Written instruction →
Duplicate every row below line for line, omitting the pictures from your reply.

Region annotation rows

+===+

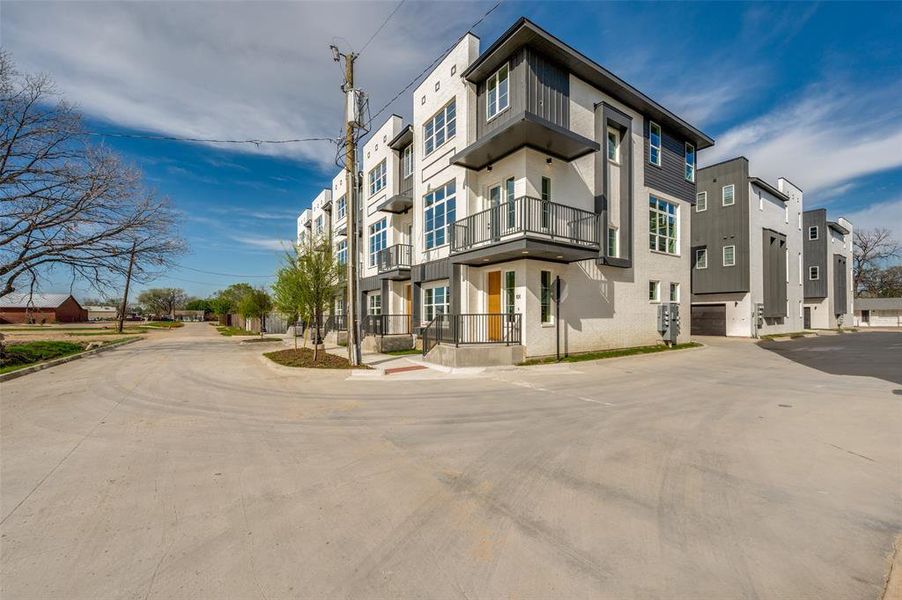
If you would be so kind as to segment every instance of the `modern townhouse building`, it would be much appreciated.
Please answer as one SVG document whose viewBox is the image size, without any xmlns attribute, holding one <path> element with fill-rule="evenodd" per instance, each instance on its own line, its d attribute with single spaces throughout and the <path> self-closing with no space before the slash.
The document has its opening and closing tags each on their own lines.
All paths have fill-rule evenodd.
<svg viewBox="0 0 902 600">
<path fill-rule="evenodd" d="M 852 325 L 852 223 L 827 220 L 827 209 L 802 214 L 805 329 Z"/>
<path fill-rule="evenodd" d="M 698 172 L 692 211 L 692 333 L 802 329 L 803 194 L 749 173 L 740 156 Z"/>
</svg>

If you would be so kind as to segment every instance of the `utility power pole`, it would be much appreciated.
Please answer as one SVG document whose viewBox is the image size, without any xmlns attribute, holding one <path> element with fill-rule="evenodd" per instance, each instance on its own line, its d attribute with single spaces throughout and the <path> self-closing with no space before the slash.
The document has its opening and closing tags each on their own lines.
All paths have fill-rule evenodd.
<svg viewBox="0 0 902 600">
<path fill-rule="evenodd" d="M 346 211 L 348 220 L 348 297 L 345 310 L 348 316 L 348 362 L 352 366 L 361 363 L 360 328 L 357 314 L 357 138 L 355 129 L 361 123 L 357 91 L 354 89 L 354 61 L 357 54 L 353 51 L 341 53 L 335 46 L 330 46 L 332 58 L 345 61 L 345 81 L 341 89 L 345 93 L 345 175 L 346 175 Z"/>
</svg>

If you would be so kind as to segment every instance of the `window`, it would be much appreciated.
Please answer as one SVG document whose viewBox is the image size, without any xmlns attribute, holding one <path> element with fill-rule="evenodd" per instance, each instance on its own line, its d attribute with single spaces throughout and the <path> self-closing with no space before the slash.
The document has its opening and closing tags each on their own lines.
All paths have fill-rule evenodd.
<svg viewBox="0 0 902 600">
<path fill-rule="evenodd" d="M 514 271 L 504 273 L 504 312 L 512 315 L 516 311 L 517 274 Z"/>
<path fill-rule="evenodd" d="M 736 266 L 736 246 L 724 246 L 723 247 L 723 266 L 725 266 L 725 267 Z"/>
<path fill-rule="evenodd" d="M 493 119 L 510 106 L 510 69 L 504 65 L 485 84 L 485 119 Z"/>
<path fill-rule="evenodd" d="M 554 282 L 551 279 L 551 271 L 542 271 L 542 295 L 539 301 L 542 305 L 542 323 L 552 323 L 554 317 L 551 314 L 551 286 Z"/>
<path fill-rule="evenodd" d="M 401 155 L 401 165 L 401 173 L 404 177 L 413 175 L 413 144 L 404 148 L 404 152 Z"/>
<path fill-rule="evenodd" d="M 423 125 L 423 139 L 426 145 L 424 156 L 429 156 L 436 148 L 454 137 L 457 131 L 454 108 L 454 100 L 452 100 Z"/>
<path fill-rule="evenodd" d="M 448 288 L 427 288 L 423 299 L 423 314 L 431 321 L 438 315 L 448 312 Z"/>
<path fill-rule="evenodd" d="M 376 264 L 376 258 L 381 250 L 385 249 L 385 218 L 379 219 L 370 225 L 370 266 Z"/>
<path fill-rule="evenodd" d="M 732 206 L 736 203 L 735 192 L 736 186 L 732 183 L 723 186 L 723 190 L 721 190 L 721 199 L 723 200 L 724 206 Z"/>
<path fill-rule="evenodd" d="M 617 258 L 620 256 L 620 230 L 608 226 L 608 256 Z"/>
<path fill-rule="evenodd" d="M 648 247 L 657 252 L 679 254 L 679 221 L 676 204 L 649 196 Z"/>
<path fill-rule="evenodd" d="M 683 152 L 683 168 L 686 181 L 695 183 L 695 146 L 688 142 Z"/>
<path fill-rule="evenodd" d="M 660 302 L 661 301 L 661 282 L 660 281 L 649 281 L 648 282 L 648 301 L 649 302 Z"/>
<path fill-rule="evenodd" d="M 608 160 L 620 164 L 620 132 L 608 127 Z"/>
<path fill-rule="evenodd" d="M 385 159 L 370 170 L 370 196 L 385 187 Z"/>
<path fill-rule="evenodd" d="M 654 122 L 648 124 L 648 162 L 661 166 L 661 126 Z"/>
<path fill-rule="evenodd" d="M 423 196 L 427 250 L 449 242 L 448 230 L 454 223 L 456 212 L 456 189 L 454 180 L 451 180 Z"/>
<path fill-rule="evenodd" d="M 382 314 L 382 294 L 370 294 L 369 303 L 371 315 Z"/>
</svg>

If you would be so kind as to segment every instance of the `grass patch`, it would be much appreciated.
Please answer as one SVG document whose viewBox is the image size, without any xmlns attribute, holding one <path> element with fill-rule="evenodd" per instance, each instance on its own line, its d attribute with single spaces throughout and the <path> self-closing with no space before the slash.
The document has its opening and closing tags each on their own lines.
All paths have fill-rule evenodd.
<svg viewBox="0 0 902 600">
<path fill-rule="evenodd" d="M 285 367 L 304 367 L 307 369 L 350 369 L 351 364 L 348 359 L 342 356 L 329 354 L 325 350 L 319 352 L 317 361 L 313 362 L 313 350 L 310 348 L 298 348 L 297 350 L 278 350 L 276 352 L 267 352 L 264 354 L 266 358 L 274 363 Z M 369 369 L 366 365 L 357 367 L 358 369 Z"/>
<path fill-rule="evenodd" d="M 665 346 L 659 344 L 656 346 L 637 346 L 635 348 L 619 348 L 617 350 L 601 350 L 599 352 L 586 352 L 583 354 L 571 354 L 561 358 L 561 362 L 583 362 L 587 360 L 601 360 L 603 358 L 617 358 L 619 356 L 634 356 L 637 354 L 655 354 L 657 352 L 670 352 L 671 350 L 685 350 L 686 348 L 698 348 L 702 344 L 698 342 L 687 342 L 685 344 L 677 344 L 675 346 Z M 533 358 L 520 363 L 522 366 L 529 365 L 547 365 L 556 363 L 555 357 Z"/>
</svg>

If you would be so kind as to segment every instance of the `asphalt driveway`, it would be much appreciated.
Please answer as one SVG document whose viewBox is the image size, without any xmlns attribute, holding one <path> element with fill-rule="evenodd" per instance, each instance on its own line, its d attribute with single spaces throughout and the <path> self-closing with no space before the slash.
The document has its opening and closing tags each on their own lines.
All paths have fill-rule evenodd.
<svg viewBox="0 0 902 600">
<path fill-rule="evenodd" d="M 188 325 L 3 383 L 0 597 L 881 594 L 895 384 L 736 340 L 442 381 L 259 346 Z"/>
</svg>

+===+

Task answer →
If you would be so kind as to segment every instance of the `modern townhouse building`, it would be much appreciated.
Please answer as one SVG document whose viewBox is the image size, without any xmlns attribute, holding one <path> element with fill-rule="evenodd" per instance, each instance on its own line, its d attribute with single spaces throughout and the <path> self-closing with no space before the slash.
The document has its opening and closing tags each on their own lines.
All paths have fill-rule evenodd.
<svg viewBox="0 0 902 600">
<path fill-rule="evenodd" d="M 852 325 L 852 223 L 827 220 L 827 209 L 802 214 L 805 329 Z"/>
<path fill-rule="evenodd" d="M 698 172 L 692 211 L 692 333 L 802 329 L 803 194 L 749 173 L 740 156 Z"/>
</svg>

If you would be so kind as to segment every instance of the `utility power pole`, it would be much appreciated.
Please answer as one SVG document whose viewBox is the image size, without any xmlns attribute, holding one <path> element with fill-rule="evenodd" per instance, each instance on its own line, its d attribute with single spaces throughout and the <path> self-closing with no space before the slash.
The document has its opening and closing tags each on their own lines.
All paths have fill-rule evenodd.
<svg viewBox="0 0 902 600">
<path fill-rule="evenodd" d="M 346 211 L 348 220 L 348 297 L 345 310 L 348 316 L 348 362 L 352 366 L 361 363 L 360 328 L 357 314 L 357 138 L 355 129 L 361 123 L 357 91 L 354 89 L 354 61 L 357 54 L 353 51 L 341 53 L 335 46 L 330 46 L 332 58 L 345 61 L 345 81 L 341 89 L 345 93 L 345 175 L 346 175 Z"/>
</svg>

If you would be so kind as to segment every instance of the `window`, it would be much appreciated.
Please answer as one SVG document whose viewBox is the image size, without any xmlns attribute, holding one <path> element with fill-rule="evenodd" per instance, each instance on its own line, its d attribute with single spaces throughout and the <path> self-closing with no space before the slash.
The document has its opening and closing tags each on their own lines.
All paths have fill-rule evenodd.
<svg viewBox="0 0 902 600">
<path fill-rule="evenodd" d="M 514 271 L 504 273 L 504 312 L 512 315 L 516 311 L 517 274 Z"/>
<path fill-rule="evenodd" d="M 736 266 L 736 246 L 724 246 L 723 247 L 723 266 L 725 266 L 725 267 Z"/>
<path fill-rule="evenodd" d="M 493 119 L 510 106 L 510 69 L 504 65 L 485 84 L 485 119 Z"/>
<path fill-rule="evenodd" d="M 554 282 L 551 279 L 551 271 L 542 271 L 542 295 L 539 301 L 542 305 L 542 323 L 552 323 L 554 317 L 551 314 L 551 286 Z"/>
<path fill-rule="evenodd" d="M 401 155 L 401 165 L 401 173 L 404 177 L 413 175 L 413 144 L 404 148 L 404 152 Z"/>
<path fill-rule="evenodd" d="M 423 125 L 423 139 L 426 145 L 424 156 L 429 156 L 436 148 L 454 137 L 457 131 L 454 108 L 454 100 L 452 100 Z"/>
<path fill-rule="evenodd" d="M 448 288 L 427 288 L 423 299 L 423 314 L 431 321 L 438 315 L 448 312 Z"/>
<path fill-rule="evenodd" d="M 376 264 L 376 258 L 381 250 L 385 249 L 385 218 L 379 219 L 370 225 L 370 266 Z"/>
<path fill-rule="evenodd" d="M 732 206 L 736 203 L 735 192 L 736 186 L 732 183 L 723 186 L 723 190 L 721 190 L 721 199 L 723 200 L 724 206 Z"/>
<path fill-rule="evenodd" d="M 617 258 L 620 256 L 620 230 L 608 226 L 608 256 Z"/>
<path fill-rule="evenodd" d="M 648 247 L 657 252 L 679 254 L 679 221 L 676 204 L 649 196 Z"/>
<path fill-rule="evenodd" d="M 683 152 L 683 168 L 686 181 L 695 183 L 695 146 L 688 142 Z"/>
<path fill-rule="evenodd" d="M 660 302 L 661 301 L 661 282 L 660 281 L 649 281 L 648 282 L 648 301 L 649 302 Z"/>
<path fill-rule="evenodd" d="M 608 160 L 620 164 L 620 132 L 608 127 Z"/>
<path fill-rule="evenodd" d="M 385 159 L 370 170 L 370 196 L 385 187 Z"/>
<path fill-rule="evenodd" d="M 654 122 L 648 124 L 648 162 L 661 166 L 661 126 Z"/>
<path fill-rule="evenodd" d="M 423 196 L 427 250 L 449 242 L 448 230 L 454 223 L 456 212 L 456 189 L 454 180 L 451 180 Z"/>
<path fill-rule="evenodd" d="M 382 314 L 382 294 L 370 294 L 369 303 L 371 315 Z"/>
</svg>

If you would be so kind as to segment every instance of the `grass patch`, it would be much appreciated.
Please answer as one SVG document whose viewBox is the image size, without any xmlns attribute, holding one <path> element with fill-rule="evenodd" per instance, each instance on its own line, its d attribute with single spaces throughout and the <path> self-closing with no space before the slash.
The document has its opening and closing tags each on their own lines.
All paths have fill-rule evenodd.
<svg viewBox="0 0 902 600">
<path fill-rule="evenodd" d="M 285 367 L 304 367 L 307 369 L 350 369 L 351 364 L 348 359 L 342 356 L 329 354 L 325 350 L 319 352 L 317 361 L 313 362 L 313 350 L 310 348 L 298 348 L 297 350 L 278 350 L 276 352 L 267 352 L 264 354 L 266 358 L 274 363 Z M 369 369 L 366 365 L 357 367 L 358 369 Z"/>
<path fill-rule="evenodd" d="M 665 346 L 659 344 L 656 346 L 637 346 L 635 348 L 619 348 L 617 350 L 601 350 L 599 352 L 586 352 L 583 354 L 571 354 L 561 358 L 561 362 L 583 362 L 587 360 L 601 360 L 603 358 L 617 358 L 619 356 L 634 356 L 637 354 L 655 354 L 657 352 L 670 352 L 671 350 L 685 350 L 686 348 L 698 348 L 702 344 L 698 342 L 687 342 L 685 344 L 677 344 L 675 346 Z M 533 358 L 520 363 L 522 366 L 529 365 L 547 365 L 556 363 L 555 357 Z"/>
</svg>

If you would be so kind as to segment every instance of the `asphalt driveway`, it would be much appreciated.
Please answer as one SVG document whose viewBox is the image size, without any xmlns attribute, holding one <path> element with fill-rule="evenodd" per instance, each instance on its own line, its d attribute with single spaces throughout and the <path> self-closing with no space before the slash.
The document has its opening and closing tags each on their own lines.
All paths have fill-rule evenodd.
<svg viewBox="0 0 902 600">
<path fill-rule="evenodd" d="M 188 325 L 3 383 L 0 597 L 881 594 L 895 384 L 736 340 L 442 381 L 259 346 Z"/>
</svg>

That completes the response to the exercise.